- _Exercise instructions_
Restate word for word only the lines from the one with "Target: snow-covered roof" through the end of the records; no pictures belong in the copy.
________________________
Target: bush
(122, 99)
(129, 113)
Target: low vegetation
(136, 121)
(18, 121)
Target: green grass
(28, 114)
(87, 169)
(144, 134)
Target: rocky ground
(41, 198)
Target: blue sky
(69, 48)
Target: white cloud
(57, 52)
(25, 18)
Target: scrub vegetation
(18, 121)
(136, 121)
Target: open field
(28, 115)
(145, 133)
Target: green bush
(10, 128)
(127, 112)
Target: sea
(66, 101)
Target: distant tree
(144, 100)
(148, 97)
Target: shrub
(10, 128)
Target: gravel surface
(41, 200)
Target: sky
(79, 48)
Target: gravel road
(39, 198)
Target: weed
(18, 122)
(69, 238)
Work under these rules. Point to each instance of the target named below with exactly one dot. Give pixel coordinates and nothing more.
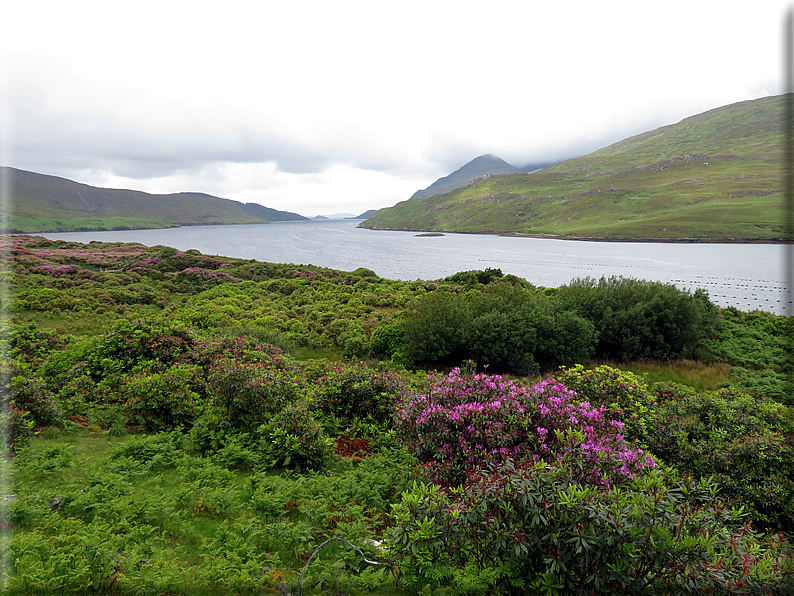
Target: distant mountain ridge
(43, 203)
(479, 166)
(718, 175)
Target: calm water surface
(748, 276)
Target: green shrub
(294, 439)
(742, 441)
(624, 393)
(531, 530)
(638, 319)
(32, 395)
(348, 392)
(163, 400)
(247, 395)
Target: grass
(79, 324)
(698, 375)
(199, 528)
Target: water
(748, 276)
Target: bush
(624, 393)
(358, 392)
(163, 400)
(247, 395)
(33, 396)
(294, 438)
(531, 529)
(508, 327)
(638, 319)
(743, 442)
(465, 422)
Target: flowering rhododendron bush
(467, 421)
(536, 492)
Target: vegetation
(165, 434)
(715, 175)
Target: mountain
(42, 203)
(479, 166)
(368, 213)
(716, 175)
(269, 214)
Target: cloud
(323, 101)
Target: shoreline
(650, 240)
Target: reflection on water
(748, 276)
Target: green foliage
(638, 319)
(246, 395)
(624, 393)
(294, 438)
(649, 186)
(474, 278)
(131, 343)
(742, 441)
(348, 392)
(163, 400)
(534, 531)
(386, 340)
(508, 327)
(758, 346)
(99, 510)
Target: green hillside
(715, 175)
(41, 203)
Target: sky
(321, 107)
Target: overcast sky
(324, 107)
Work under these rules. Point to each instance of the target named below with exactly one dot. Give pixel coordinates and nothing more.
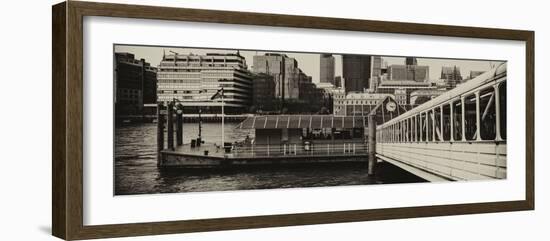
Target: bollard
(179, 127)
(170, 125)
(372, 145)
(160, 134)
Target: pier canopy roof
(303, 121)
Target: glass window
(502, 107)
(446, 122)
(488, 114)
(438, 134)
(470, 117)
(430, 125)
(422, 127)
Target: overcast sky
(308, 62)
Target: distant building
(408, 72)
(357, 71)
(284, 70)
(406, 87)
(451, 75)
(263, 93)
(326, 68)
(401, 96)
(338, 81)
(135, 84)
(194, 79)
(356, 104)
(419, 97)
(474, 74)
(411, 61)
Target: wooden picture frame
(67, 124)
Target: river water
(136, 169)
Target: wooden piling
(372, 145)
(160, 133)
(179, 127)
(170, 124)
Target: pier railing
(312, 149)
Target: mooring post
(372, 144)
(170, 123)
(179, 126)
(160, 133)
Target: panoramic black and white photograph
(191, 119)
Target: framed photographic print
(171, 120)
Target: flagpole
(223, 122)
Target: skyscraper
(411, 61)
(357, 71)
(284, 70)
(135, 84)
(193, 79)
(417, 73)
(326, 68)
(451, 75)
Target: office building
(356, 103)
(263, 93)
(135, 84)
(408, 72)
(451, 75)
(193, 79)
(284, 70)
(326, 68)
(357, 71)
(411, 61)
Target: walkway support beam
(372, 144)
(179, 127)
(170, 125)
(160, 133)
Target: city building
(357, 71)
(475, 73)
(411, 61)
(419, 97)
(356, 103)
(263, 93)
(451, 75)
(193, 79)
(135, 84)
(285, 72)
(338, 81)
(326, 68)
(400, 87)
(416, 73)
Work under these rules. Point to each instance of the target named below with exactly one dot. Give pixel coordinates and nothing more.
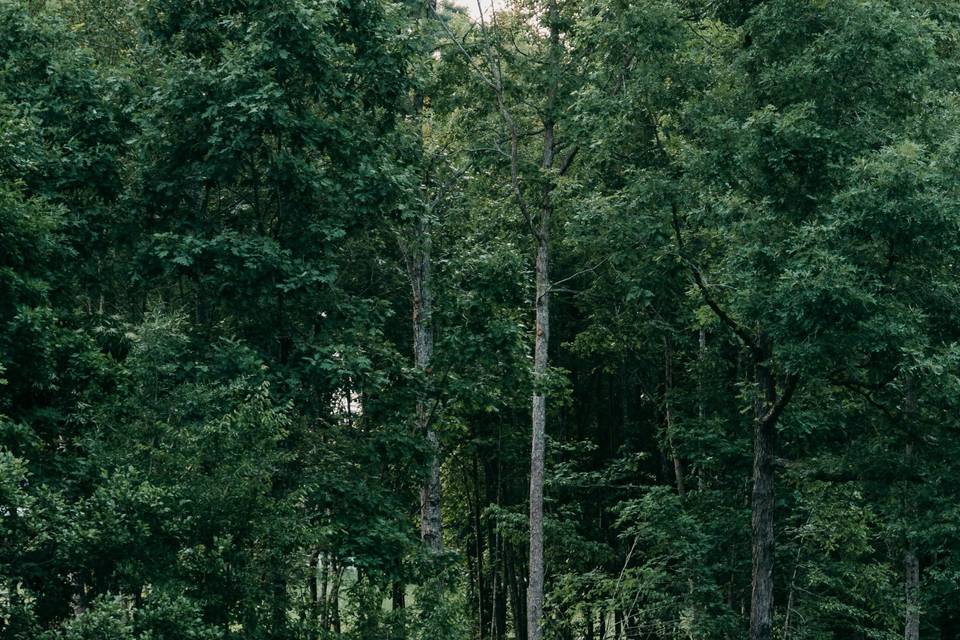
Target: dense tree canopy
(552, 319)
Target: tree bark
(762, 508)
(420, 279)
(668, 410)
(911, 567)
(541, 342)
(911, 564)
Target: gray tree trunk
(911, 564)
(420, 282)
(762, 509)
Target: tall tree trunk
(419, 266)
(541, 342)
(911, 564)
(420, 280)
(911, 567)
(668, 409)
(539, 409)
(762, 507)
(516, 595)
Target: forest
(523, 320)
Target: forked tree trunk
(420, 268)
(541, 342)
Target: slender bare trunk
(762, 508)
(541, 342)
(420, 268)
(420, 280)
(911, 564)
(668, 407)
(539, 416)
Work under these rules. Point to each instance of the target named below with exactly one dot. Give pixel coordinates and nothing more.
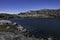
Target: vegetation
(8, 28)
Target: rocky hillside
(7, 16)
(44, 13)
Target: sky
(17, 6)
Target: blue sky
(17, 6)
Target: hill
(44, 13)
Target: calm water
(45, 26)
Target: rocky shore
(14, 31)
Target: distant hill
(44, 13)
(7, 16)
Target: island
(43, 13)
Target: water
(40, 25)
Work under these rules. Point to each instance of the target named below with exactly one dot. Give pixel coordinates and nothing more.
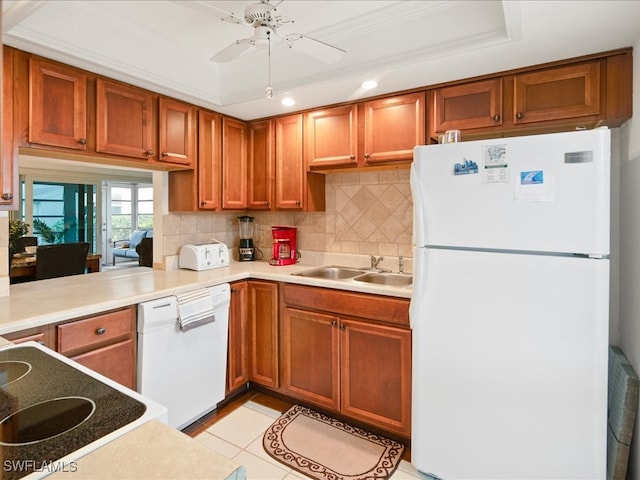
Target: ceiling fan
(265, 20)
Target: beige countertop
(153, 451)
(44, 302)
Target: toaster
(204, 256)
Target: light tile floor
(239, 436)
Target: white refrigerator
(510, 307)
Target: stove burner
(45, 420)
(12, 371)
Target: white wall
(629, 246)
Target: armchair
(127, 248)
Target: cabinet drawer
(94, 330)
(373, 307)
(113, 361)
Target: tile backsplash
(366, 213)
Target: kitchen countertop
(153, 451)
(44, 302)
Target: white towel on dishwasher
(195, 308)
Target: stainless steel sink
(381, 278)
(331, 272)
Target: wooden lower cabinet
(311, 357)
(263, 334)
(238, 350)
(115, 361)
(376, 374)
(342, 362)
(105, 343)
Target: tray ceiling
(166, 46)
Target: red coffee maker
(284, 246)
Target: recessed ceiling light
(369, 84)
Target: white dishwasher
(183, 369)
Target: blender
(247, 229)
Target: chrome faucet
(375, 261)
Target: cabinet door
(331, 137)
(237, 353)
(260, 163)
(209, 159)
(234, 164)
(290, 172)
(311, 357)
(263, 314)
(556, 94)
(124, 120)
(376, 358)
(177, 132)
(9, 155)
(116, 362)
(392, 127)
(57, 105)
(468, 106)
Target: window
(131, 208)
(61, 212)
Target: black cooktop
(48, 409)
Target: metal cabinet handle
(175, 155)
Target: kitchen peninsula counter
(153, 451)
(44, 302)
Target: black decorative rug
(327, 449)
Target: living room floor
(235, 431)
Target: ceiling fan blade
(232, 51)
(314, 48)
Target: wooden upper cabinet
(57, 105)
(9, 155)
(557, 93)
(177, 142)
(260, 165)
(392, 127)
(124, 120)
(331, 137)
(290, 171)
(234, 164)
(209, 159)
(467, 106)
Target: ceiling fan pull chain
(269, 90)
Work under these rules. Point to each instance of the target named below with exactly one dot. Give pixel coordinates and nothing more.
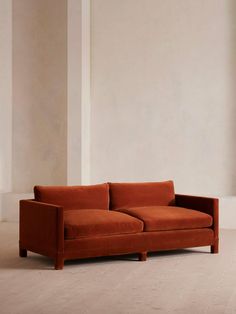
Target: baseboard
(9, 208)
(9, 205)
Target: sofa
(75, 222)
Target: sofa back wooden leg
(143, 256)
(59, 263)
(22, 252)
(215, 248)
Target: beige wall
(163, 105)
(39, 93)
(5, 95)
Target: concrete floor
(183, 281)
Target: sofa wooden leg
(59, 263)
(143, 256)
(215, 248)
(22, 252)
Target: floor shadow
(38, 262)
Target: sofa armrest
(41, 228)
(206, 205)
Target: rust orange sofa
(73, 222)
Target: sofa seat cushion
(95, 222)
(157, 218)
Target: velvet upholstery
(68, 223)
(74, 197)
(125, 195)
(138, 242)
(208, 205)
(94, 222)
(157, 218)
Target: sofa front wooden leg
(59, 263)
(215, 248)
(22, 252)
(143, 256)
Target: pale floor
(184, 281)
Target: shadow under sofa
(73, 222)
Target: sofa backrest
(74, 197)
(123, 195)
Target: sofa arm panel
(206, 205)
(41, 228)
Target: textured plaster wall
(39, 93)
(163, 105)
(5, 94)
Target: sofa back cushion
(141, 194)
(74, 197)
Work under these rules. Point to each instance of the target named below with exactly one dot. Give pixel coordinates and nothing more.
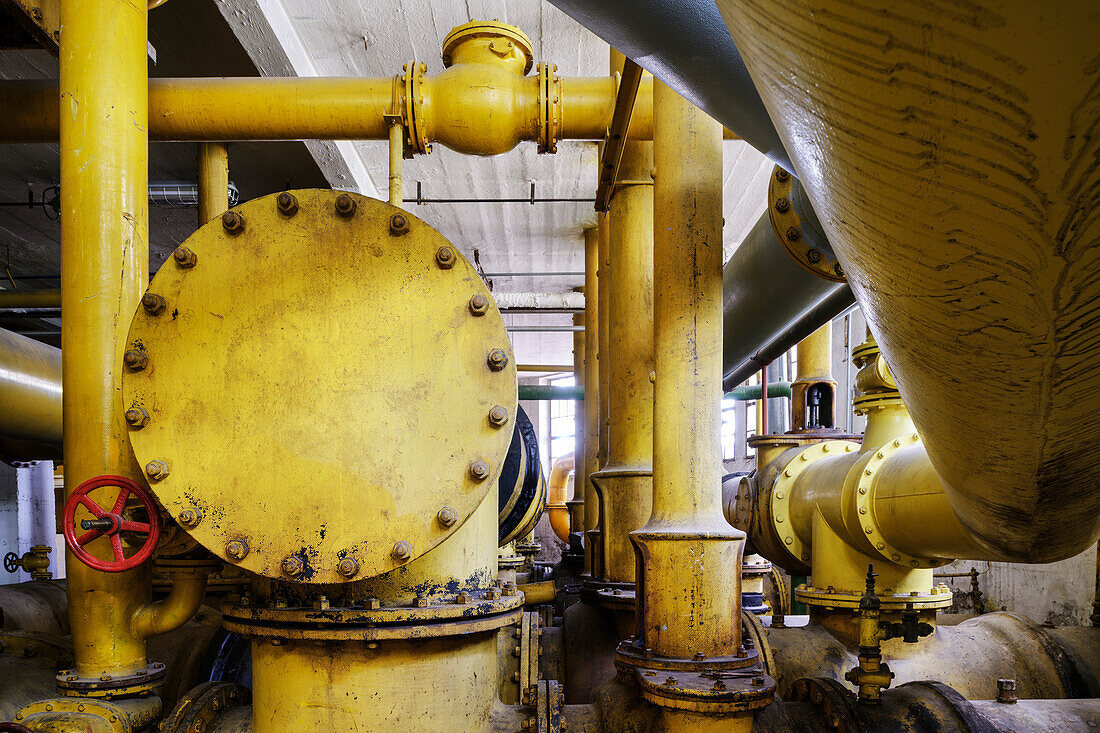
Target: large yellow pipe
(105, 261)
(213, 181)
(590, 459)
(625, 481)
(30, 390)
(963, 142)
(322, 108)
(689, 584)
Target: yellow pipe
(625, 481)
(105, 261)
(30, 390)
(184, 600)
(556, 496)
(986, 310)
(337, 108)
(538, 593)
(593, 426)
(689, 557)
(31, 298)
(213, 181)
(396, 162)
(815, 354)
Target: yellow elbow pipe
(557, 495)
(188, 589)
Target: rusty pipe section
(30, 390)
(959, 139)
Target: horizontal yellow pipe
(317, 108)
(30, 298)
(30, 390)
(173, 612)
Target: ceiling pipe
(685, 45)
(30, 390)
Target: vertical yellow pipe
(105, 270)
(689, 584)
(625, 480)
(396, 163)
(580, 429)
(213, 181)
(815, 354)
(593, 539)
(589, 461)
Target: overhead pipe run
(975, 267)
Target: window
(562, 422)
(728, 428)
(750, 414)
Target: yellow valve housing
(318, 387)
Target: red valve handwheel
(118, 524)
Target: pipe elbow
(188, 589)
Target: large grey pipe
(685, 45)
(766, 295)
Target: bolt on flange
(497, 359)
(402, 551)
(232, 222)
(479, 470)
(398, 225)
(237, 549)
(497, 416)
(185, 258)
(479, 304)
(345, 206)
(157, 470)
(153, 304)
(287, 204)
(293, 566)
(444, 258)
(348, 567)
(136, 417)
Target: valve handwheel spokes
(110, 523)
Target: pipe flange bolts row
(788, 227)
(865, 506)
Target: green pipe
(550, 392)
(561, 392)
(752, 391)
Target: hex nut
(189, 517)
(345, 206)
(479, 304)
(447, 516)
(348, 567)
(497, 416)
(237, 549)
(156, 470)
(135, 359)
(287, 204)
(479, 470)
(153, 304)
(444, 258)
(293, 566)
(497, 359)
(398, 225)
(402, 551)
(136, 417)
(185, 258)
(232, 222)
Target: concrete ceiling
(367, 37)
(371, 39)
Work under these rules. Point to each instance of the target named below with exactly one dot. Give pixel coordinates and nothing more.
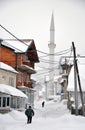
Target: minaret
(51, 46)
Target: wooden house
(22, 56)
(10, 96)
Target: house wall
(9, 57)
(72, 94)
(8, 78)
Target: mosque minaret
(51, 46)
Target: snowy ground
(54, 116)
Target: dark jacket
(29, 112)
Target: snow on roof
(7, 67)
(70, 87)
(11, 91)
(17, 45)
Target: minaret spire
(52, 23)
(51, 46)
(52, 30)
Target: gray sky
(31, 19)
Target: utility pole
(75, 81)
(76, 73)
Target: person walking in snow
(43, 103)
(29, 113)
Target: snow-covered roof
(7, 67)
(70, 87)
(58, 79)
(18, 46)
(11, 91)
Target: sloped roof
(18, 46)
(11, 91)
(22, 46)
(7, 67)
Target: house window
(4, 101)
(24, 58)
(3, 77)
(11, 81)
(7, 101)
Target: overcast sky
(31, 19)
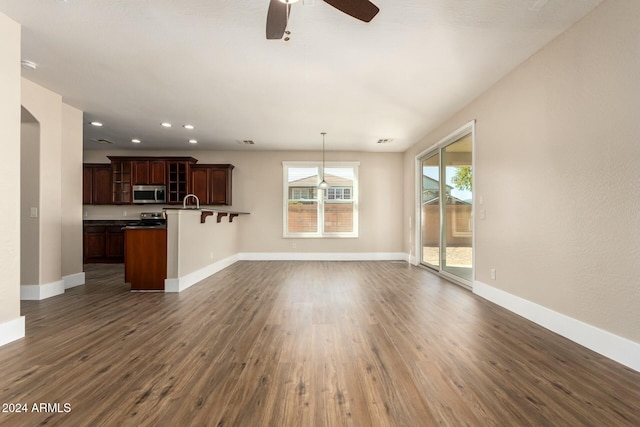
________________________
- _Result of the exercise_
Target: snow-covered roof
(7, 67)
(70, 87)
(58, 79)
(18, 46)
(11, 91)
Target: sloped roof
(18, 46)
(11, 91)
(22, 46)
(7, 67)
Target: house window
(4, 101)
(24, 58)
(3, 77)
(11, 81)
(7, 101)
Target: overcast sky
(31, 19)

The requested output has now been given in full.